(Extracted records)
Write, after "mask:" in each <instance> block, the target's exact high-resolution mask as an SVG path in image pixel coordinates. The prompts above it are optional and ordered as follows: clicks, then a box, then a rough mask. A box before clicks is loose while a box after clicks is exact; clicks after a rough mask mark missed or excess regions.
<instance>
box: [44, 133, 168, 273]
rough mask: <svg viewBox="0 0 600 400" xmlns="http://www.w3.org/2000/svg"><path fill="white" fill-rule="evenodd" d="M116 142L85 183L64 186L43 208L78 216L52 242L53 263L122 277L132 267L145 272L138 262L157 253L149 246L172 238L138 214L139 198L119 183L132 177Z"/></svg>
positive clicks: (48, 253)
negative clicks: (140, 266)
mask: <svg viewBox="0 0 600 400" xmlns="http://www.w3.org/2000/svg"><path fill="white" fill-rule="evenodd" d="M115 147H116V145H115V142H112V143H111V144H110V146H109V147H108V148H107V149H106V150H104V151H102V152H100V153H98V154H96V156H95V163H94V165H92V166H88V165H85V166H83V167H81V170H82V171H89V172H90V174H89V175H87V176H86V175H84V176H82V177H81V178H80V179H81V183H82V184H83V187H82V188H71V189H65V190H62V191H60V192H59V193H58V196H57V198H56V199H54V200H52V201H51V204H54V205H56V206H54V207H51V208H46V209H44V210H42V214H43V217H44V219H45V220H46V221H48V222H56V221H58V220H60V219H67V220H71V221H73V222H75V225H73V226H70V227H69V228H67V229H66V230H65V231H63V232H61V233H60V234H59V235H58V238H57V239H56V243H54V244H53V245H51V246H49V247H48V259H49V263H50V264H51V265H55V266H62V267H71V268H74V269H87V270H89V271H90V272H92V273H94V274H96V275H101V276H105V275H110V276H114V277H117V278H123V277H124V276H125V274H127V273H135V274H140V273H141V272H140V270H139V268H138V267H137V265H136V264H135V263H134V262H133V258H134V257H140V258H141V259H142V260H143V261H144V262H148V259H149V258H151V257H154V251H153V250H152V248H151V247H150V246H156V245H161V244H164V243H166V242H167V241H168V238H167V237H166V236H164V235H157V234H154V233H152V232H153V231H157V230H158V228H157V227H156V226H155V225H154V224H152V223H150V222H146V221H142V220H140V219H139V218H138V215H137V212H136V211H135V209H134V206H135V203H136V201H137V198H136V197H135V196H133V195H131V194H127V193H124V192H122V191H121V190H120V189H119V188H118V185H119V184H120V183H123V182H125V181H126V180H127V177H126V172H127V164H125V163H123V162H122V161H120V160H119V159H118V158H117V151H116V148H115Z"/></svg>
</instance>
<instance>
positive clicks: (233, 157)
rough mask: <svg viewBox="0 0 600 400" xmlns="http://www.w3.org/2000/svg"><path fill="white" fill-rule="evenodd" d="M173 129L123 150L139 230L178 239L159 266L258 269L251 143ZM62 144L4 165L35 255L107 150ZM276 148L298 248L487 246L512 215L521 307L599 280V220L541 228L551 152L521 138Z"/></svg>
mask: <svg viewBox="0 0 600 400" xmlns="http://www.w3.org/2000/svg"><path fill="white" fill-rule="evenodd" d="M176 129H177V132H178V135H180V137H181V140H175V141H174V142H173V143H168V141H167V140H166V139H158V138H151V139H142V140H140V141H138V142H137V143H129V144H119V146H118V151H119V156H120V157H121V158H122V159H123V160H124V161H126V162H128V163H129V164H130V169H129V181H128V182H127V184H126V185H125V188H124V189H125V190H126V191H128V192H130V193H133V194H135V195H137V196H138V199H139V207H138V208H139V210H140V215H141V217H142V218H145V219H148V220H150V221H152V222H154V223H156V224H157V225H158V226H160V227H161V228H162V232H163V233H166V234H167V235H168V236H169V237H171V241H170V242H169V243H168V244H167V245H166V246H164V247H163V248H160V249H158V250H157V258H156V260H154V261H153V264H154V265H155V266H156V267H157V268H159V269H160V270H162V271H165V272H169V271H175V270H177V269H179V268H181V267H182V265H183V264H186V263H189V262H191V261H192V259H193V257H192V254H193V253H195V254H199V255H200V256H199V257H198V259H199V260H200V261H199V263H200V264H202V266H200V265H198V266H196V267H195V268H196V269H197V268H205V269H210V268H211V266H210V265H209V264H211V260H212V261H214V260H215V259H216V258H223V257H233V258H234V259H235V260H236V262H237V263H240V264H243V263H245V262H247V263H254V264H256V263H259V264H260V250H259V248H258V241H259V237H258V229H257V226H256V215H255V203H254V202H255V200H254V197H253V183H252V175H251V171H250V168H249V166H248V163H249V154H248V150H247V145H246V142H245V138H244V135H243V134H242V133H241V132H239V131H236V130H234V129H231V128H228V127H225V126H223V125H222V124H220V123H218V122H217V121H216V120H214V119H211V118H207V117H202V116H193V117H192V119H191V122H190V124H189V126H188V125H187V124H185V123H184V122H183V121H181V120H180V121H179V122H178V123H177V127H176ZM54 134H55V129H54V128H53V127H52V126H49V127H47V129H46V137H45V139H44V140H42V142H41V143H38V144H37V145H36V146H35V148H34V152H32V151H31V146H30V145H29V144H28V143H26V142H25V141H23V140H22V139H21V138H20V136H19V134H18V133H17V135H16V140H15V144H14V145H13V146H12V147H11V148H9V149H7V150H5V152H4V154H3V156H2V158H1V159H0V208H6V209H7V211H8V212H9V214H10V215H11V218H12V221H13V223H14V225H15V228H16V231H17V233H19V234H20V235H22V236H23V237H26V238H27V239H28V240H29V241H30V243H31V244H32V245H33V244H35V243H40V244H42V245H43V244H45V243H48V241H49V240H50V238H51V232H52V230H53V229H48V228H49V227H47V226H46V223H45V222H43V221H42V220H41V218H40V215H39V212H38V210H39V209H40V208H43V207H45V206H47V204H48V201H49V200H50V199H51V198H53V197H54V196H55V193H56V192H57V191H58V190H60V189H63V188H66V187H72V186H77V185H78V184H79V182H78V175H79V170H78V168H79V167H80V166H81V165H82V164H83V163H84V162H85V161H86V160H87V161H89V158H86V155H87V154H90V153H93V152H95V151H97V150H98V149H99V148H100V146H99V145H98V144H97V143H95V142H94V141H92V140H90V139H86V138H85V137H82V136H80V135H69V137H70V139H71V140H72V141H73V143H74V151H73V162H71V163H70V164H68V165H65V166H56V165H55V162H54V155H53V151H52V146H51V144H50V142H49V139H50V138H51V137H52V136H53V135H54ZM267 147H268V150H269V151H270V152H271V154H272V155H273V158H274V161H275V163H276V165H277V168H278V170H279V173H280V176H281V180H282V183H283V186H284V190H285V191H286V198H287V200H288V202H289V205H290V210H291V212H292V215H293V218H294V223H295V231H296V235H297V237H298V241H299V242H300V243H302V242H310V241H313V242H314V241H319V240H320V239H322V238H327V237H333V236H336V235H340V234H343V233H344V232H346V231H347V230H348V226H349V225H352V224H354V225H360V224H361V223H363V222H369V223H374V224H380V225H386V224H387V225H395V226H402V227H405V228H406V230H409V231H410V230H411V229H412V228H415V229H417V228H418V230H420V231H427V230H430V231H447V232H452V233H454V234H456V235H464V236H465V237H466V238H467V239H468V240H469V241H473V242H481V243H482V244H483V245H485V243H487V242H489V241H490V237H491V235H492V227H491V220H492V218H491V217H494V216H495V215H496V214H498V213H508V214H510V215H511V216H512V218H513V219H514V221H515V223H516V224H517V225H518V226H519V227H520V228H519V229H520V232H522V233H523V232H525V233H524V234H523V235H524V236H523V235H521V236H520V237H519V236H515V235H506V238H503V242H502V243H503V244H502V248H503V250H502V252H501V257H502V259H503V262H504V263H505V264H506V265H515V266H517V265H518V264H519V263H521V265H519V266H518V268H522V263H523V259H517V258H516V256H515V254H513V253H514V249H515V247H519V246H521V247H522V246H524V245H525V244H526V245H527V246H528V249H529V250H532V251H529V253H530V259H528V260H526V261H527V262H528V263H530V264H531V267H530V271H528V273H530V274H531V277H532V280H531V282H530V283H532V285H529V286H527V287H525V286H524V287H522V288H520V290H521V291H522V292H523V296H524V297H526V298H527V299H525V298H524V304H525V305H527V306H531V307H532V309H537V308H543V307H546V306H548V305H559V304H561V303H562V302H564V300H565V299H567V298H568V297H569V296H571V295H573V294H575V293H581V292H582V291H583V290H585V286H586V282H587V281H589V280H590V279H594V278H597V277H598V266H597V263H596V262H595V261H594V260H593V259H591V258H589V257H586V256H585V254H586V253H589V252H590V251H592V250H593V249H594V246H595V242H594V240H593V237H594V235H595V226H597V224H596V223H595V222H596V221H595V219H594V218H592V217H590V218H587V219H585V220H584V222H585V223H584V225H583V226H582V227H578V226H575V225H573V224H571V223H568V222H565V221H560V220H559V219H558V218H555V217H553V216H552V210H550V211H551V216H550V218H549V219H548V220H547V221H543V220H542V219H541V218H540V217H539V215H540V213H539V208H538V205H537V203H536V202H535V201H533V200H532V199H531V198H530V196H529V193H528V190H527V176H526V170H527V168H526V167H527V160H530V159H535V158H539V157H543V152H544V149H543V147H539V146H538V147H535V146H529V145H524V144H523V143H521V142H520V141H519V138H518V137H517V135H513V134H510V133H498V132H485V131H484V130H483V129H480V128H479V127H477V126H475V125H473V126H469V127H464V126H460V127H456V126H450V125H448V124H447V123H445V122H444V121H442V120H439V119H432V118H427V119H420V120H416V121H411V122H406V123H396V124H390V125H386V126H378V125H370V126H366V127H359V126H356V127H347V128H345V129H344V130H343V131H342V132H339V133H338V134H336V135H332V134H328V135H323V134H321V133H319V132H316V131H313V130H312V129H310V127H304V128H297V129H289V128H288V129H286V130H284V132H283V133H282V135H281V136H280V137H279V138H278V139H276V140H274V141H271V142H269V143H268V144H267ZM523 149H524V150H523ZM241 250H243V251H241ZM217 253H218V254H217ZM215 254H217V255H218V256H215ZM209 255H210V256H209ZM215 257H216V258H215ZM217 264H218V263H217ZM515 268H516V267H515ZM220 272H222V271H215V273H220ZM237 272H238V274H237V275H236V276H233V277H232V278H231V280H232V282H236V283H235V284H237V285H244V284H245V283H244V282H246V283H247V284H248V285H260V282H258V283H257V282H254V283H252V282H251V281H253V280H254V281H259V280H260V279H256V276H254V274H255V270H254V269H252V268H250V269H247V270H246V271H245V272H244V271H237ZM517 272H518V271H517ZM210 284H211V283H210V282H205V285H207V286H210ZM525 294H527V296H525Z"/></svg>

(What the task requires) Go through the records line by line and give the number of lines with the string "instance" in them, stating nothing else.

(Solution to the problem) 4